::: RECORD EXCERPTS
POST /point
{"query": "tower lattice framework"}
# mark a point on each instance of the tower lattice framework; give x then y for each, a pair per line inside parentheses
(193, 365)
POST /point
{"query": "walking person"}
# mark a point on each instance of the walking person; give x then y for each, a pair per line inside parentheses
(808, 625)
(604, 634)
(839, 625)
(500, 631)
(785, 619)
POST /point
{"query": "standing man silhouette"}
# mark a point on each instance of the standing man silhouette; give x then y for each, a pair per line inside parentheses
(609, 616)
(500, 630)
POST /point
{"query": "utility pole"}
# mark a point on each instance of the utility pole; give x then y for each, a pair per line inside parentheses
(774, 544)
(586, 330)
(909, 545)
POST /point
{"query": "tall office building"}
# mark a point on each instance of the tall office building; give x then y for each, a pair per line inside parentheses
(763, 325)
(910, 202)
::::::
::: RECORD EXCERPTS
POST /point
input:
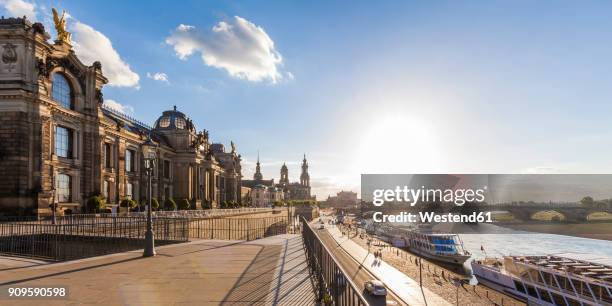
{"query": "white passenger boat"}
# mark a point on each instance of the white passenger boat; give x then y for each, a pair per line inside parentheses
::::::
* [REQUIREMENTS]
Find every line in the records above that contains the word "framework", treating uppercase and lowercase letters as different, and copy each of those lines.

* [CORRECT RESPONSE]
{"query": "tower lattice framework"}
# mark a point on each instance of the tower lattice framework; give x then y for each, a pair per line inside parentheses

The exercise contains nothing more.